**Texto fornecido:**

Nicodemos Sena
Fortuna crítica: Acyr Castro*
A Amazônia enquanto estória
Uma sentença de
Walter Benjamin sobre os confins da cultura – aquilo não de dizer
deles ou sobre eles; “apenas” mostrá-los: “fazer-lhes justiça do
único modo possível: utilizando-os” – parece-me que define, a
caráter, o livro de estréia de Nicodemos Sena, “A Espera do Nunca
Mais” (Cejup, 1999), ora em questão.
Trata-se de projeto
específico, a levar em conta palavras do próprio autor: “Como nativo
da Amazônia, escrevi o que vi e ouvi, convicto de que o mundo
precisa conhecer uma parte da humanidade ameaçada de extinção”.
Não, tão, o “lixo”:
as águas poluídas, a fauna e a flora “devastadas pela ganância de
uns, pela ignorância de outros e, principalmente, pela lógica
perversa de um sistema econômico que, em sua fome insaciável de
lucro, devora a natureza e esmaga as pessoas”.
Sim, o caboclo com
“suas lutas, tristezas e alegrias, esperanças e decepções” aqui e
agora.
A amostragem, a
utilização, se fazendo com base na idealização ficcional menos
plástica que na verdade teatralizante, com aproveitamento do
pictório desde que “em função” da reflexão em movimento, isto é, do
dis/cursivo; como nas lições de Abguar Bastos de Terra de Icamiaba,
a Amazônia que ninguém sabe, 1929.
Desenvolvendo uma
narração que redimensiona o fato natural como totalidade, isto é,
enquanto o concreto que o imaginário reimplanta e como real que se
desdobra artisticamente, o escritor escapa da representação (o
realismo no físico e nada mais) que, geralmente, trai uma intenção
puramente ducumental, fora, portanto, do fenômeno estético sem o
qual inexiste criação legítima.
Paraense de
Santarém, ainda que eventualmente sediado na paisagem paulista de
São José dos Campos, Nicodemos Sena conhece, no sangue, nos nervos e
na pele, o que põe em cena: (uma) saga amazônica.
E o põe – idéia,
realização, objeto – “na” linguagem dialeticamente intuída, o que
influencia, na origem, a língua (oportuno o glossário distendido ao
final do volume para “remontagem” do leitor não paraoara) e faz dela
um vaso comunicativo bem mais adequado à operação que,
literariamente, deflagra.
Nicodemos nos lança
à leitura de uma face da Amazônia que é mitológica, sim, porém no
sentido “grego”: o da palavra que busca a luz e, com isso, “fura” a
selvageria do obscuro.
Todavia o que ele
quer é a visualização não-conceitual do lendário e do que se diz que
seja “sobrenatural” que navega na mente cabocla, sem as preocupações
científicas do estudioso do imaginário popular – fonte dos
levantamentos e das pesquisas sócio-jornalísticas – como as que
conduz Walcyr Monteiro a viajar, ilhas e igarapés adentro, coletando
elementos para as suas histórias de visagens e assombrações.
O projeto que detona
este livro exige legitimação que somente pode ser atingida fora da
conceituação analítico-expositiva e do mimetismo da natureza
resignada (digamos) à semelhança externa.

**Tarefas:**
(A) Diga se cada afirmação abaixo está de acordo com o texto fornecido, respondendo sim ou não e citando as palavras do texto que decidem a questão: (i) O livro de estreia de Nicodemos Sena foi publicado pela Cejup em 1999. (ii) Segundo o texto, Nicodemos Sena é natural de São José dos Campos. (iii) O volume traz um glossário no final.
(B) Segundo o texto fornecido, quem viaja ilhas e igarapés adentro coletando elementos para suas histórias de visagens e assombrações?
(C) Transcreva do texto fornecido, sem alterações, o trecho que vai de "Não, tão, o" até "ninguém sabe, 1929.", incluindo essas palavras.

**Dados apresentados:**
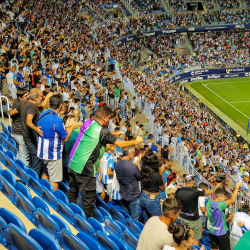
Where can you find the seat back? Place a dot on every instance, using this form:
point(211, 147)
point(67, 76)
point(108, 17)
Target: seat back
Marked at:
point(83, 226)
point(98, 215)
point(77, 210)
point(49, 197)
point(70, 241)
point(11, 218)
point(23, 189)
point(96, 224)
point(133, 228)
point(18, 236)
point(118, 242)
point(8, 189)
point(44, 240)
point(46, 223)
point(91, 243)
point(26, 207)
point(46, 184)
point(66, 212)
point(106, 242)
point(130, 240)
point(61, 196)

---

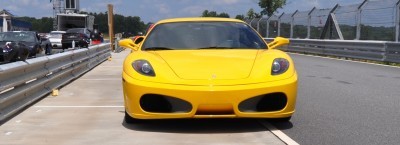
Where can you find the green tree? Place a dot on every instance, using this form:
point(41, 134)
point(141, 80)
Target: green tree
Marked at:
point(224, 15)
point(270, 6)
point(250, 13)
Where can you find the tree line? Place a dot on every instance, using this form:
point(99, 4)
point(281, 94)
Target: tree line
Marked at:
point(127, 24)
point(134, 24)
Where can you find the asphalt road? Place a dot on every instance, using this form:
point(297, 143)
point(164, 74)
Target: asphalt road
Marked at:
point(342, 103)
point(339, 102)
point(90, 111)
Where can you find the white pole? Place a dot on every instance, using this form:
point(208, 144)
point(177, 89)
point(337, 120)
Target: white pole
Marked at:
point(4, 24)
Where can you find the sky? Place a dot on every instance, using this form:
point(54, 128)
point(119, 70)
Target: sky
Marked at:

...

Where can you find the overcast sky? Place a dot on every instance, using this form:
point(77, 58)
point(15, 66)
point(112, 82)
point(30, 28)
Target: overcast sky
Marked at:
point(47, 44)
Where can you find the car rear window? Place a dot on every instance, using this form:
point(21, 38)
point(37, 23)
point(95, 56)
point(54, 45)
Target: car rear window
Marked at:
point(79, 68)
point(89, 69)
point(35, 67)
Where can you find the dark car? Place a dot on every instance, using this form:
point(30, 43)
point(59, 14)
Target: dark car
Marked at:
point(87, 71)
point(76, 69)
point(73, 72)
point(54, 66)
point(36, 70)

**Respostas:**
(A)
(i) Sim: "“A Espera do Nunca Mais” (Cejup, 1999)".
(ii) Não: "Paraense de Santarém, ainda que eventualmente sediado na paisagem paulista de São José dos Campos".
(iii) Sim: "oportuno o glossário distendido ao final do volume".

(B) Walcyr Monteiro.

(C)
Não, tão, o “lixo”:
as águas poluídas, a fauna e a flora “devastadas pela ganância de
uns, pela ignorância de outros e, principalmente, pela lógica
perversa de um sistema econômico que, em sua fome insaciável de
lucro, devora a natureza e esmaga as pessoas”.
Sim, o caboclo com
“suas lutas, tristezas e alegrias, esperanças e decepções” aqui e
agora.
A amostragem, a
utilização, se fazendo com base na idealização ficcional menos
plástica que na verdade teatralizante, com aproveitamento do
pictório desde que “em função” da reflexão em movimento, isto é, do
dis/cursivo; como nas lições de Abguar Bastos de Terra de Icamiaba,
a Amazônia que ninguém sabe, 1929.